Exercício 1: No texto sobre as visitas pastorais do bispo de Angra, em que ilha e em que mês tiveram início essas visitas?
Exercício 2: Prossiga a redação do texto sobre as visitas pastorais do bispo de Angra a partir da última frase apresentada.

Texto para análise:

____________

As ressonâncias do sínodo de Roma fizeram-se sentir na diocese com uma maior responsabilização de leigos na escolha dos caminhos da pastoral
Este ano de 2024, especialmente dedicado à oração, conduziu o bispo de Angra de novo pelas nove ilhas do arquipélago, ficando especialmente marcado pelo início das visitas pastorais num modelo diferente, onde o objetivo é estar com as pessoas, escutá-las e “gastar tempo com elas”.
Esta nova marca, iniciada na ilha das Flores em outubro e depois prosseguida em São Jorge, em dezembro, está expressa na Carta ao Povo de Deus que D. Armando Esteves Domingues escreveu antes da deslocação ao lugar mais ocidental da Europa e que, por ser uma periferia, foi escolhida simbolicamente para o início de uma obrigação canónica “que é muito mais do que isso”.
“Vamos fortalecer a comunhão fraterna entre nós para nascerem as estruturas necessárias, e se relançar a esperança numa Igreja mais ministerial e missionária”, ressalvou na carta a todos os diocesanos- padres, diáconos, religiosos e religiosas, movimentos e serviços, crentes e pessoas de boa vontade-, a quem chamou “companheiros da mesma viagem”, inspirando-se no evangelho de Lucas, a partir do episódio dos Discípulos de Emaús, e a quem convidou a encontrar a mesma esperança no Ressuscitado, que os discípulos encontraram. A Carta ao Povo de Deus está recheada de apelos à Esperança, já que este ano foi também um momento especialmente preparatório do Jubileu que agora começa.

____________

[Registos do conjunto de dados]
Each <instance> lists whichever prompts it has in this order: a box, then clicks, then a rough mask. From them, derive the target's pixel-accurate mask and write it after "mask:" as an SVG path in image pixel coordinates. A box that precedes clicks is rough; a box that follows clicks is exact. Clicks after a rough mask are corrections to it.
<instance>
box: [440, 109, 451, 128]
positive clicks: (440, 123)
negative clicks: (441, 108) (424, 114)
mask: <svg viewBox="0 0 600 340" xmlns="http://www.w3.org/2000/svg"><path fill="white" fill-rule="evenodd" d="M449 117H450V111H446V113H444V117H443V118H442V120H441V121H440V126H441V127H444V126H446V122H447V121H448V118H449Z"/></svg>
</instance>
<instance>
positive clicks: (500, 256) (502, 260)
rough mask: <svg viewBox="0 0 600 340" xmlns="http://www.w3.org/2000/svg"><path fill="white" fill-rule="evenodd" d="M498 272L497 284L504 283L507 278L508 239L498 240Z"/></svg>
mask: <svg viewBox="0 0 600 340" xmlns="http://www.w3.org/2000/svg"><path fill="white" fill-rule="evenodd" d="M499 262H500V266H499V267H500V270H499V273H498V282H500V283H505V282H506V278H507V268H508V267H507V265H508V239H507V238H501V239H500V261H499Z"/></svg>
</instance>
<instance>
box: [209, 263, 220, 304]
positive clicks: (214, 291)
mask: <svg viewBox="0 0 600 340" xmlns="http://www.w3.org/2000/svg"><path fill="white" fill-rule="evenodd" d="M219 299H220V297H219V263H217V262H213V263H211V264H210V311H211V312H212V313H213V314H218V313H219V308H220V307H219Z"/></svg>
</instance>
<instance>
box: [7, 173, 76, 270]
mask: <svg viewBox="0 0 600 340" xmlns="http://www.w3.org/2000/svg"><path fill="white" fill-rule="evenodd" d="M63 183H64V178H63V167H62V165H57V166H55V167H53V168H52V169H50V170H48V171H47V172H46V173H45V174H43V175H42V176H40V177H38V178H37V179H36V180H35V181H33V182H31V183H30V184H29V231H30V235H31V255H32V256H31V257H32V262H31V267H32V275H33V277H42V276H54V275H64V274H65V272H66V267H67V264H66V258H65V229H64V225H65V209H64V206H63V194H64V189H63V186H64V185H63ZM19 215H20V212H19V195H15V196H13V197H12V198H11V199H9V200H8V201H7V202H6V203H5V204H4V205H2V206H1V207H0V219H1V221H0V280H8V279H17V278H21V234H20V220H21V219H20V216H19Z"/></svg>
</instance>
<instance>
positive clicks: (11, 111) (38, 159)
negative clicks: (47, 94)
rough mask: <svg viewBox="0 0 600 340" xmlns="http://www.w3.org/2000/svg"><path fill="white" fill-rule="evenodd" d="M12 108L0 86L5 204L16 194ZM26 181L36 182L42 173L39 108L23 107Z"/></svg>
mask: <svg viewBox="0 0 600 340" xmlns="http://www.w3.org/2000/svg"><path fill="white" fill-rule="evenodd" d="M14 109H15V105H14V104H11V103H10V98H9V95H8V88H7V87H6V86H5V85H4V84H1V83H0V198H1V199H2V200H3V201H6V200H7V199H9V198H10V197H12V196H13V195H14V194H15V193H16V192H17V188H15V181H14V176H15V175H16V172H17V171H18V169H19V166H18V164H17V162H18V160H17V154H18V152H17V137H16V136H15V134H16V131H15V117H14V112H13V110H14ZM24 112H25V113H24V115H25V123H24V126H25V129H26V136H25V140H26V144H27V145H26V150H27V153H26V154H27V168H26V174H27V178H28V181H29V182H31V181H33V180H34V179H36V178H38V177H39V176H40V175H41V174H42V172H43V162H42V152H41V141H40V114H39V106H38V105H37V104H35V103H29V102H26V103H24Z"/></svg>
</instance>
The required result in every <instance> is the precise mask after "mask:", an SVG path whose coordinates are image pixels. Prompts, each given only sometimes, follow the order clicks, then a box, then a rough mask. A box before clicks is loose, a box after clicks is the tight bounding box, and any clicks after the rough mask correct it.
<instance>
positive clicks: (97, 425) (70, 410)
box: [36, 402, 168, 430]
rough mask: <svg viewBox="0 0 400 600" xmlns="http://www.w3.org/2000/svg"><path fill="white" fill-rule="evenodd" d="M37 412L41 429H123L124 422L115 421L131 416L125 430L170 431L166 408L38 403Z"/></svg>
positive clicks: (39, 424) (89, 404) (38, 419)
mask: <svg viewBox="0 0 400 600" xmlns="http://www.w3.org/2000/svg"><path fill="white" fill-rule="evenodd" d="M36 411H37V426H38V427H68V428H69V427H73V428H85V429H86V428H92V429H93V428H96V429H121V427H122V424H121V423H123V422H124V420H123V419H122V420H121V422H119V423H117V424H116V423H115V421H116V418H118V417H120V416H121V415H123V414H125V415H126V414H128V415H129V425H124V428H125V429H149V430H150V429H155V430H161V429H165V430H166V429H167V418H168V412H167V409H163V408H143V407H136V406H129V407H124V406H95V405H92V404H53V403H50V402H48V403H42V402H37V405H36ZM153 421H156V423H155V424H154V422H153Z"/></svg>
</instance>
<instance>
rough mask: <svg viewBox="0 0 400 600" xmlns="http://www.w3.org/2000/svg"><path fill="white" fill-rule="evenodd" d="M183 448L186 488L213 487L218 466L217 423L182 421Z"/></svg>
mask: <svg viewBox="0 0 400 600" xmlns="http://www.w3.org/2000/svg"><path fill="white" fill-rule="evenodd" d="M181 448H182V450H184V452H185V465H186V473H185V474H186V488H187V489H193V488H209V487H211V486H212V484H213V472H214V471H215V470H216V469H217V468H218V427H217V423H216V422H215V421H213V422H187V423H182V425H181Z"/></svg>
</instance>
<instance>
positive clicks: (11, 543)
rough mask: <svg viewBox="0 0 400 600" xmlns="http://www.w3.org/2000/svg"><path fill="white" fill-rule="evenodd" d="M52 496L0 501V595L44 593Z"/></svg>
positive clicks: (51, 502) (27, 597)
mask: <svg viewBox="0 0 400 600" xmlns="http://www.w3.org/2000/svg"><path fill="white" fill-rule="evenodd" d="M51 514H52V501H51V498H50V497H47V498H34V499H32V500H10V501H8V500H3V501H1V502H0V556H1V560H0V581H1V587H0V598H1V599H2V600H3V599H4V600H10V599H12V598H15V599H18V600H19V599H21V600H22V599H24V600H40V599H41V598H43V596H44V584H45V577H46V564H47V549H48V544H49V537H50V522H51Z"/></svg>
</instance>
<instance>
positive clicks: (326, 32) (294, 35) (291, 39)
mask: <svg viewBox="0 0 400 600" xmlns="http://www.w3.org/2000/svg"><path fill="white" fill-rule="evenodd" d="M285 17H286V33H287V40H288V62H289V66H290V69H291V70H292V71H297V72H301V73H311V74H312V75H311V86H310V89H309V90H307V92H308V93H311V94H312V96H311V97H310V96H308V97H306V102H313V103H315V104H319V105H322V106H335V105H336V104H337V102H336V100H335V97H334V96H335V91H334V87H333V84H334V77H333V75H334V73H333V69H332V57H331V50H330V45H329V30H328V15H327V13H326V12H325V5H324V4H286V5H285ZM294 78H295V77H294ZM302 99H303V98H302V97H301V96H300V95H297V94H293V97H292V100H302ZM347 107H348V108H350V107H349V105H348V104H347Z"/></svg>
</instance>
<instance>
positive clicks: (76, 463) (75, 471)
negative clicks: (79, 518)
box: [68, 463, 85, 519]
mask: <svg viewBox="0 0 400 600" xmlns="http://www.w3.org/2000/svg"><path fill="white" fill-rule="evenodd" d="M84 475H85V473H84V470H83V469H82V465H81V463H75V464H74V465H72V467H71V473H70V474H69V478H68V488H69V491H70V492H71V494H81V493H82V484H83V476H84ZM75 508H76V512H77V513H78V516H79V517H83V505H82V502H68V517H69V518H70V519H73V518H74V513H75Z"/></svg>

____________

Resposta à tarefa 1: Na ilha das Flores, em outubro.

Resposta à tarefa 2:
“Para nós, Igreja açoriana, encetar caminhos de esperança pede o passo, mesmo se pesado, de cada um; precisa da palavra, mesmo se triste, de cada caminhante; precisa de coração aberto à escuta de uma outra Palavra; precisa de coração quente e não apenas de mente e lógica humanas; precisa do Ressuscitado na história de cada um para dar sentido ao que é comum”, desenvolve.
D.Armando Esteves Domingues assinala também a “perda da vivacidade comunitária nas paróquias” e indica a necessidade de um maior e melhor acolhimento “a quem é diferente, a quem tem necessidades especiais” e “quer ser incluído”.
“Há muitas razões para a esperança; há muitas sementes; desejo agradecer tudo o que se faz e perceber as dificuldades e sinais de crise para discernirmos em conjunto os tais caminhos novos e seguir” assinalou ainda.
No final das duas visitas pastorais ficaram dois compromissos: no caso das Flores uma maior comunhão eclesial, entre sacerdotes e leigos com estes a assumir o protagonismo da coordenação de serviços da pastoral. Em São Jorge o caminho é o da reorganização da pastoral com a criação de cinco unidades pastorais, duas delas já geograficamente naturais e a trabalhar já em conjunto. As restantes três prometem dar passos significativos já em 2025.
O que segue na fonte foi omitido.